BEGIN Available records

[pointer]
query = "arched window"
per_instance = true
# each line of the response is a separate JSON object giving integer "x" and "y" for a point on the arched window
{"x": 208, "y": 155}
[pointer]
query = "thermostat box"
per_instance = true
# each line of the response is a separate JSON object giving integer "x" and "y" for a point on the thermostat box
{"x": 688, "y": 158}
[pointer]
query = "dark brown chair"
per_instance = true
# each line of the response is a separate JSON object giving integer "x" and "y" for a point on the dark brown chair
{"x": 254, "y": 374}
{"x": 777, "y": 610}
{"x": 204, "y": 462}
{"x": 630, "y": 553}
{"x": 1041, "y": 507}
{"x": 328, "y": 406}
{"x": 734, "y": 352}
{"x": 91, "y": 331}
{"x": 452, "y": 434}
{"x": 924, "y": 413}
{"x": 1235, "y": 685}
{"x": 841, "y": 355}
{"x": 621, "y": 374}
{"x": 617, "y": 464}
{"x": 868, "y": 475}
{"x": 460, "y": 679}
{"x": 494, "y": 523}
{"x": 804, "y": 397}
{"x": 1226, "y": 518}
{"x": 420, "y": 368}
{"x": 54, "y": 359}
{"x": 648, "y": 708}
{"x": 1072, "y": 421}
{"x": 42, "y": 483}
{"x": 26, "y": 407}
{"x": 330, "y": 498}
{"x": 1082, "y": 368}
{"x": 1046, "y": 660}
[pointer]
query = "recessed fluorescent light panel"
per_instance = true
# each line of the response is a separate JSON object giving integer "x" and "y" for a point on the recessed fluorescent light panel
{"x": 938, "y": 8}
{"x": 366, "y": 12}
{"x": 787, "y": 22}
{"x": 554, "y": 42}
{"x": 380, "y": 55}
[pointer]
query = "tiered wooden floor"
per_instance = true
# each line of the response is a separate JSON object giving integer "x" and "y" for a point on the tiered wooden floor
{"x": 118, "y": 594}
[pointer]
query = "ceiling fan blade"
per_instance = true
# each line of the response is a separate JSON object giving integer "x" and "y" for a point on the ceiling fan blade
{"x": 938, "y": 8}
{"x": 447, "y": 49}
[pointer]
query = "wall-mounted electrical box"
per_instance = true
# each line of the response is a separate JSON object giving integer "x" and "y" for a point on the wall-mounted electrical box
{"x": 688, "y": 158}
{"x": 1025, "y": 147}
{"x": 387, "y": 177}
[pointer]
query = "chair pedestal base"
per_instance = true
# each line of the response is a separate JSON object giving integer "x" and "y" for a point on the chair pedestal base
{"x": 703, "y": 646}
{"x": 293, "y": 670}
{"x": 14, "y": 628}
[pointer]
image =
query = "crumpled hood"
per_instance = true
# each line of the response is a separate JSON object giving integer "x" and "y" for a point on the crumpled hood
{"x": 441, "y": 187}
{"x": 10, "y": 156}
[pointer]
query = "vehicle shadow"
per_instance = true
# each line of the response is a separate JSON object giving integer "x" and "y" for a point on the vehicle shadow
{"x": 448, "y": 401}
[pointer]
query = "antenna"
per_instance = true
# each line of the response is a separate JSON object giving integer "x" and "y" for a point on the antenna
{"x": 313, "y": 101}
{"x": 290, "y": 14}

END Available records

Set task
Reproduce each entry exactly, leaving out nothing.

Result
[pointer]
query = "arched window"
per_instance = true
# each line of the response is a separate JSON object giving integer "x" and "y" for a point on the arched window
{"x": 208, "y": 155}
[pointer]
query = "thermostat box"
per_instance = true
# each line of the response is a separate JSON object giving integer "x" and "y" for a point on the thermostat box
{"x": 688, "y": 158}
[pointer]
query = "dark brown chair"
per_instance = true
# each line of the response is a separate JSON object giving integer "x" and "y" for a point on the dark brown chair
{"x": 254, "y": 374}
{"x": 777, "y": 610}
{"x": 204, "y": 462}
{"x": 630, "y": 553}
{"x": 1041, "y": 507}
{"x": 328, "y": 406}
{"x": 734, "y": 352}
{"x": 91, "y": 331}
{"x": 452, "y": 434}
{"x": 924, "y": 413}
{"x": 1235, "y": 685}
{"x": 841, "y": 355}
{"x": 621, "y": 374}
{"x": 617, "y": 464}
{"x": 868, "y": 475}
{"x": 460, "y": 679}
{"x": 494, "y": 523}
{"x": 804, "y": 397}
{"x": 1226, "y": 518}
{"x": 420, "y": 368}
{"x": 54, "y": 359}
{"x": 648, "y": 708}
{"x": 1072, "y": 421}
{"x": 42, "y": 483}
{"x": 26, "y": 407}
{"x": 330, "y": 498}
{"x": 1082, "y": 368}
{"x": 1046, "y": 660}
[pointer]
query = "recessed fluorescent light panel"
per_instance = true
# each line of the response is a separate JSON object giving integer "x" and "y" for a point on the recessed fluorescent light panel
{"x": 938, "y": 8}
{"x": 366, "y": 12}
{"x": 787, "y": 22}
{"x": 554, "y": 42}
{"x": 380, "y": 55}
[pointer]
query = "tiered wooden floor"
per_instance = true
# each line of the response is a separate JSON object giving integer "x" and "y" for a point on the tiered wooden floor
{"x": 118, "y": 594}
[pointer]
query = "ceiling fan blade"
per_instance = true
# each line of the response is a separate JSON object giving integer "x" and "y" for a point on the ceiling fan blade
{"x": 938, "y": 8}
{"x": 447, "y": 49}
[pointer]
query = "wall-mounted electrical box"
per_instance = true
# each line of the response is a separate JSON object giving integer "x" and "y" for a point on the wall-mounted electrical box
{"x": 688, "y": 158}
{"x": 1025, "y": 147}
{"x": 387, "y": 177}
[pointer]
query = "chair pedestal base"
per_instance = true
# each line of the response is a separate JSON object giving integer "x" and "y" for a point on the chair pedestal base
{"x": 703, "y": 646}
{"x": 293, "y": 670}
{"x": 14, "y": 628}
[pointer]
image =
query = "crumpled hood"
per_instance = true
# each line of the response is a separate JSON object giving integer "x" and "y" for a point on the crumpled hood
{"x": 441, "y": 187}
{"x": 10, "y": 156}
[pointer]
query = "vehicle shadow"
per_instance = true
# each line of the response is a separate JSON object giving integer "x" and "y" for a point on the vehicle shadow
{"x": 448, "y": 401}
[pointer]
query = "antenna"
per_instance = true
# each line of the response is a separate JSON object giving integer "x" and "y" for a point on the antenna
{"x": 313, "y": 101}
{"x": 290, "y": 14}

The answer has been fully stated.